WHAT THE TASK REQUIRES: Arrange all of the items below as a two-column CSV with the headers text and answer, one row per item. Put each value in a single quoted field with its line breaks replaced by spaces, and leave the pictures out.

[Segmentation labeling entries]
[START]

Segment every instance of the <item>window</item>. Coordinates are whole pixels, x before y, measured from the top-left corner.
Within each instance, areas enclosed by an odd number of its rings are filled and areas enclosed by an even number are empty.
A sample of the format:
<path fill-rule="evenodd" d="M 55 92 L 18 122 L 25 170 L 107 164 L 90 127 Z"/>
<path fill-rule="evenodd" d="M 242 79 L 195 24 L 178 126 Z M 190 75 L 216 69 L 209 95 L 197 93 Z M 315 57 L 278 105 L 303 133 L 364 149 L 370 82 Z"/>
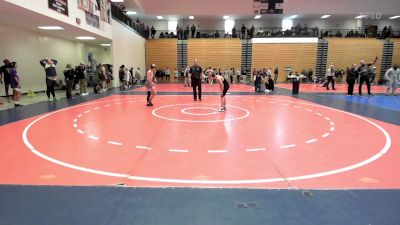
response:
<path fill-rule="evenodd" d="M 235 26 L 234 20 L 225 20 L 225 33 L 232 34 L 232 28 Z"/>
<path fill-rule="evenodd" d="M 176 26 L 177 25 L 178 25 L 178 21 L 168 20 L 168 33 L 174 32 L 174 34 L 176 34 Z"/>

[END]

FINISHED EXERCISE:
text,answer
"Segment every instance of the <item>window</item>. Coordinates are whole pixels, x before y, measured from the top-left corner. Within each instance, areas enclosed by an odd number of its rings are filled and areas enclosed by an even number are empty. A sample of the format: <path fill-rule=""evenodd"" d=""M 55 92 L 18 122 L 25 170 L 107 164 L 90 127 Z""/> <path fill-rule=""evenodd"" d=""M 242 79 L 195 24 L 178 126 Z M 190 75 L 216 69 L 209 95 L 197 93 Z M 315 57 L 278 105 L 303 133 L 364 149 L 370 82 Z""/> response:","<path fill-rule=""evenodd"" d=""M 235 26 L 234 20 L 225 20 L 225 33 L 232 34 L 232 28 Z""/> <path fill-rule=""evenodd"" d=""M 176 26 L 177 25 L 178 25 L 178 21 L 168 20 L 168 33 L 174 32 L 174 34 L 176 34 Z""/>"